Source records
--

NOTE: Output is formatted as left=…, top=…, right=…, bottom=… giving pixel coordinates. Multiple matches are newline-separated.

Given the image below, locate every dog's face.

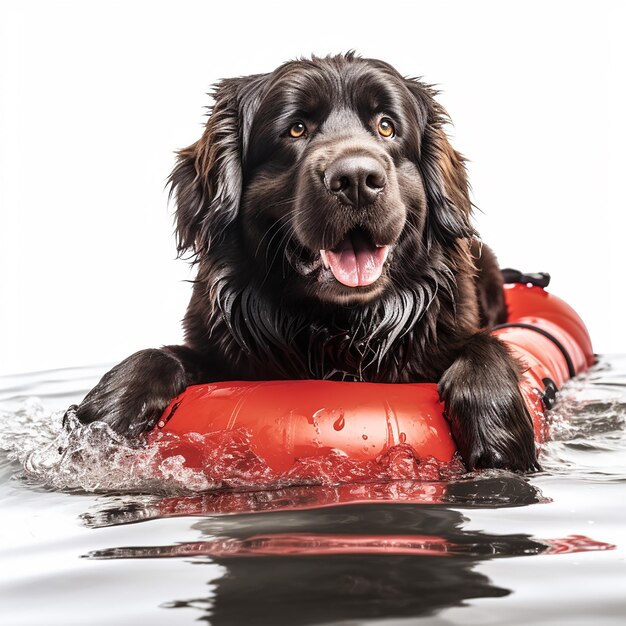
left=172, top=55, right=472, bottom=304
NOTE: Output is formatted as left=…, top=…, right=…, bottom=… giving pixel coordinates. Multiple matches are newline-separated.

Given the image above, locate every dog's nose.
left=324, top=155, right=387, bottom=207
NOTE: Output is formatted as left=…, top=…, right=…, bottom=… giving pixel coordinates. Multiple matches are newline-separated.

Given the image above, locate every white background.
left=0, top=0, right=626, bottom=373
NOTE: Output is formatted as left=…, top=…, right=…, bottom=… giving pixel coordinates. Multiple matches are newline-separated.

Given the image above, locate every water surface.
left=0, top=356, right=626, bottom=626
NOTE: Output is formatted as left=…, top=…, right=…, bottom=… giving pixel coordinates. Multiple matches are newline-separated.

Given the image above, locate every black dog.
left=76, top=54, right=538, bottom=470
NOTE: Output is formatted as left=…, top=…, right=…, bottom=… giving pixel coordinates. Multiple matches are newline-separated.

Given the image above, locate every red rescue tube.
left=154, top=284, right=594, bottom=473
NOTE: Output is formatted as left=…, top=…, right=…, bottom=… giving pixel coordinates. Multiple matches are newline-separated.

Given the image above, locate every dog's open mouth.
left=320, top=229, right=389, bottom=287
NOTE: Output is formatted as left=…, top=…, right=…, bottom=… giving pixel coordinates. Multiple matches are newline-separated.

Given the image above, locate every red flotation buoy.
left=152, top=284, right=595, bottom=475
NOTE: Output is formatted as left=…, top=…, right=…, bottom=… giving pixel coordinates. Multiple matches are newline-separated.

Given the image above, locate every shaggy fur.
left=72, top=54, right=537, bottom=470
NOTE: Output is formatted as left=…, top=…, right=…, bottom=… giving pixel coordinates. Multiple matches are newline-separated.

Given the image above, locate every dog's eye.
left=378, top=117, right=396, bottom=137
left=289, top=122, right=306, bottom=139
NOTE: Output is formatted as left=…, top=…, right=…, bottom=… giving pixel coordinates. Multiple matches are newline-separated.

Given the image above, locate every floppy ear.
left=406, top=80, right=476, bottom=243
left=168, top=75, right=267, bottom=256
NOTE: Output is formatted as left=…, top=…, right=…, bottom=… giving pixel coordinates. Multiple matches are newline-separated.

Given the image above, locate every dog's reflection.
left=80, top=477, right=564, bottom=626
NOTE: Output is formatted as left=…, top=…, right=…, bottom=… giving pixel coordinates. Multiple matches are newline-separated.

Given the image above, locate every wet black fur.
left=69, top=54, right=538, bottom=470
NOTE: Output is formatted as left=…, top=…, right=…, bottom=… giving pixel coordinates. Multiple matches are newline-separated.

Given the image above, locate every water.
left=0, top=356, right=626, bottom=626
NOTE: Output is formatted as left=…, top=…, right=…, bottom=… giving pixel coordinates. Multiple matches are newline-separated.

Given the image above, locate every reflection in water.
left=82, top=471, right=549, bottom=528
left=84, top=476, right=611, bottom=626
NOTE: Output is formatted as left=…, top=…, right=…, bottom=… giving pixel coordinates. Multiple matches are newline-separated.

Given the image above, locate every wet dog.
left=69, top=54, right=538, bottom=471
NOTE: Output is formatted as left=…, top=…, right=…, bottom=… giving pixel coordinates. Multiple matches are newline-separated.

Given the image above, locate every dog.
left=68, top=53, right=539, bottom=471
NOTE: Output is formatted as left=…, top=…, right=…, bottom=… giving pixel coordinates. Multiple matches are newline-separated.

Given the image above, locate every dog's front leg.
left=66, top=346, right=207, bottom=436
left=439, top=332, right=539, bottom=472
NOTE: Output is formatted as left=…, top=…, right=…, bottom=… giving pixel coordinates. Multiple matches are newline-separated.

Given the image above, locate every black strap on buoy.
left=541, top=378, right=559, bottom=411
left=500, top=267, right=550, bottom=289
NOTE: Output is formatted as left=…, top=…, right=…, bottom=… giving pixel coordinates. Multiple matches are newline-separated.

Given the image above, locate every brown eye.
left=378, top=117, right=396, bottom=137
left=289, top=122, right=306, bottom=139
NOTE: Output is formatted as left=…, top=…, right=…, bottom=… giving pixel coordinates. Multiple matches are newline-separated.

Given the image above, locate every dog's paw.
left=68, top=350, right=187, bottom=436
left=439, top=335, right=540, bottom=472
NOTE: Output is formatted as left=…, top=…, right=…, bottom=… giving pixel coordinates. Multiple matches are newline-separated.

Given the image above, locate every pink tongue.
left=322, top=233, right=387, bottom=287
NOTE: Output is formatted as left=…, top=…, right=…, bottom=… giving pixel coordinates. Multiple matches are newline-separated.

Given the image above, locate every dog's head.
left=171, top=54, right=473, bottom=304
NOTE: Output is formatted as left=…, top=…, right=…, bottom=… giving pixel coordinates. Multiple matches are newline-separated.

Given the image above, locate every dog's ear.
left=168, top=74, right=267, bottom=257
left=406, top=79, right=476, bottom=243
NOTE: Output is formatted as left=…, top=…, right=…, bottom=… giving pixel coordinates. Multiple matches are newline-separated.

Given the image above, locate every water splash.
left=0, top=400, right=463, bottom=495
left=0, top=363, right=626, bottom=495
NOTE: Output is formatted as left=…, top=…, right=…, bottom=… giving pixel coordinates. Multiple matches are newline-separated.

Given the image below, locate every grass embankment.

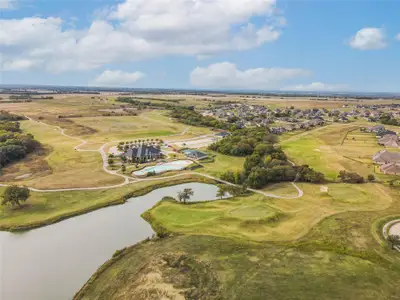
left=196, top=150, right=245, bottom=177
left=281, top=123, right=394, bottom=180
left=0, top=175, right=213, bottom=231
left=4, top=121, right=123, bottom=189
left=146, top=184, right=398, bottom=242
left=74, top=236, right=400, bottom=300
left=74, top=111, right=210, bottom=143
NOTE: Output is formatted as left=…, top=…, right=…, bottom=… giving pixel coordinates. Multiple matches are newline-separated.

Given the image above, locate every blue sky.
left=0, top=0, right=400, bottom=92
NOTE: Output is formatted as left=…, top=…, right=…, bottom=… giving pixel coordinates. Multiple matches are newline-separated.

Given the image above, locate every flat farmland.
left=281, top=123, right=396, bottom=180
left=3, top=121, right=123, bottom=189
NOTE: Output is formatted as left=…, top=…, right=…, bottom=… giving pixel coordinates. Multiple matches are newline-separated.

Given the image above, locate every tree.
left=387, top=235, right=400, bottom=250
left=216, top=187, right=225, bottom=200
left=2, top=185, right=30, bottom=206
left=178, top=189, right=194, bottom=204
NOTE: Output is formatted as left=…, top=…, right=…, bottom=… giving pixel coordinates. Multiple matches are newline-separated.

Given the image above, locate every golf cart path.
left=382, top=219, right=400, bottom=252
left=0, top=116, right=304, bottom=199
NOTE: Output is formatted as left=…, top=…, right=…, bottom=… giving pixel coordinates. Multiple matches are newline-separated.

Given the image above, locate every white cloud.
left=190, top=62, right=310, bottom=89
left=91, top=70, right=145, bottom=87
left=0, top=0, right=284, bottom=72
left=350, top=27, right=387, bottom=50
left=0, top=0, right=16, bottom=9
left=282, top=82, right=348, bottom=92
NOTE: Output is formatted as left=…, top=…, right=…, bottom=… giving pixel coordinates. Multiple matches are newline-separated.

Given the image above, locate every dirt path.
left=0, top=116, right=304, bottom=199
left=382, top=219, right=400, bottom=252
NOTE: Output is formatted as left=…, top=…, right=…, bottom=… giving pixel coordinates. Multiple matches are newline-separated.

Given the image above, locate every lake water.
left=0, top=183, right=218, bottom=300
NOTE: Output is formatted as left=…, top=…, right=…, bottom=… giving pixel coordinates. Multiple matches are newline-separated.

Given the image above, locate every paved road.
left=0, top=116, right=304, bottom=199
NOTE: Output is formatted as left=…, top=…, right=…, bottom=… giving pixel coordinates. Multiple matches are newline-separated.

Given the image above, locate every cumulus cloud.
left=282, top=82, right=348, bottom=92
left=190, top=62, right=310, bottom=89
left=0, top=0, right=16, bottom=9
left=92, top=70, right=145, bottom=87
left=0, top=0, right=285, bottom=72
left=350, top=27, right=387, bottom=50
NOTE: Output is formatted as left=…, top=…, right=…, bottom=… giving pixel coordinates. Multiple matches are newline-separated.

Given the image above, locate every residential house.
left=381, top=163, right=400, bottom=175
left=372, top=150, right=400, bottom=165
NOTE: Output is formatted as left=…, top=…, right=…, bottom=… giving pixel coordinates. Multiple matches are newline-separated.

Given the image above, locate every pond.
left=0, top=183, right=218, bottom=300
left=389, top=222, right=400, bottom=235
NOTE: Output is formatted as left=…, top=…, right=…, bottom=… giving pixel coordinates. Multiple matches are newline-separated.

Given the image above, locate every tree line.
left=0, top=112, right=41, bottom=169
left=169, top=108, right=232, bottom=129
left=209, top=128, right=325, bottom=189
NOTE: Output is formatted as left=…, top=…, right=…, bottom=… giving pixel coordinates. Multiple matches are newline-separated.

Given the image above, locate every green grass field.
left=196, top=150, right=245, bottom=177
left=281, top=123, right=394, bottom=180
left=74, top=236, right=400, bottom=300
left=0, top=175, right=212, bottom=230
left=2, top=121, right=123, bottom=189
left=146, top=184, right=397, bottom=242
left=74, top=111, right=210, bottom=143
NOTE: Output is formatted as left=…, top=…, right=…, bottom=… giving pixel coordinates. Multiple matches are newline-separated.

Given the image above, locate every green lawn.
left=5, top=121, right=123, bottom=189
left=281, top=123, right=384, bottom=180
left=70, top=111, right=210, bottom=143
left=196, top=150, right=245, bottom=177
left=74, top=236, right=400, bottom=300
left=145, top=184, right=396, bottom=241
left=0, top=175, right=214, bottom=229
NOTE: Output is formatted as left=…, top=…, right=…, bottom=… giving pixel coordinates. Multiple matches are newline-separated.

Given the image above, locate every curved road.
left=382, top=219, right=400, bottom=252
left=0, top=116, right=304, bottom=199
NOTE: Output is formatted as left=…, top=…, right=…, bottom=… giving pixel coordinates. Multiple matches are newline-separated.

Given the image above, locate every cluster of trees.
left=170, top=108, right=232, bottom=129
left=338, top=170, right=375, bottom=183
left=0, top=110, right=26, bottom=121
left=0, top=121, right=41, bottom=169
left=338, top=170, right=365, bottom=183
left=221, top=148, right=325, bottom=189
left=117, top=97, right=187, bottom=109
left=209, top=127, right=278, bottom=156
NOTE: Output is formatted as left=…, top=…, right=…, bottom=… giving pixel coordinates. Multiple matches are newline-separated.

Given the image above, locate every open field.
left=0, top=121, right=123, bottom=189
left=74, top=111, right=211, bottom=143
left=74, top=236, right=400, bottom=300
left=196, top=150, right=245, bottom=177
left=281, top=123, right=398, bottom=180
left=0, top=176, right=216, bottom=230
left=146, top=184, right=397, bottom=241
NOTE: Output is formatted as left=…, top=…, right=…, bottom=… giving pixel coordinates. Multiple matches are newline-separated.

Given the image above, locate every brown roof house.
left=372, top=150, right=400, bottom=165
left=381, top=163, right=400, bottom=175
left=378, top=134, right=400, bottom=148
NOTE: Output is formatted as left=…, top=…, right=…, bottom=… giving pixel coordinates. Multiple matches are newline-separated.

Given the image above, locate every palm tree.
left=387, top=234, right=400, bottom=250
left=217, top=187, right=225, bottom=200
left=178, top=189, right=194, bottom=204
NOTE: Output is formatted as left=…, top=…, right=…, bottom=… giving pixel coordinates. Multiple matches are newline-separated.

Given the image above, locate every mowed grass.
left=74, top=236, right=400, bottom=300
left=9, top=121, right=123, bottom=189
left=0, top=175, right=210, bottom=229
left=73, top=111, right=211, bottom=143
left=281, top=123, right=383, bottom=180
left=146, top=184, right=396, bottom=241
left=196, top=150, right=245, bottom=177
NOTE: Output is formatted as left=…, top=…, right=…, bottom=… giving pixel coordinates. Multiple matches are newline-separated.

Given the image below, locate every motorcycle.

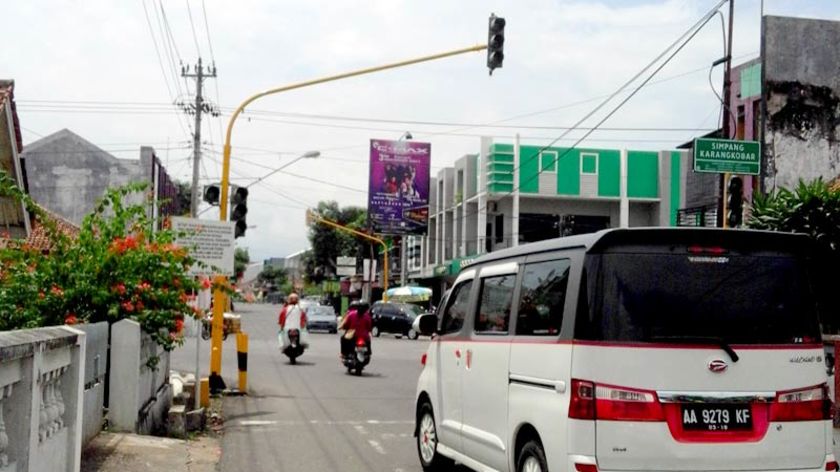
left=343, top=338, right=370, bottom=375
left=283, top=329, right=304, bottom=364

--

• _EXERCISE_: Reproduce the records from their beginning through the line containing "left=324, top=155, right=387, bottom=207", inclusive, substituting "muzzle" for "nose" and leaving everything else unchanged. Omit the pictures.

• _EXPECTED OUTPUT_:
NOTE: Output is formatted as left=…, top=…, right=…, bottom=… giving pixel coordinates. Multiple matches are newline-separated.

Given the image below, locate every dog's face.

left=172, top=55, right=472, bottom=304
NOTE: Output is formatted as left=…, top=…, right=…, bottom=… giving pixel coordinates. Multiple matches are newline-separated.

Given the image above, locate every dog's muzzle.
left=324, top=155, right=387, bottom=207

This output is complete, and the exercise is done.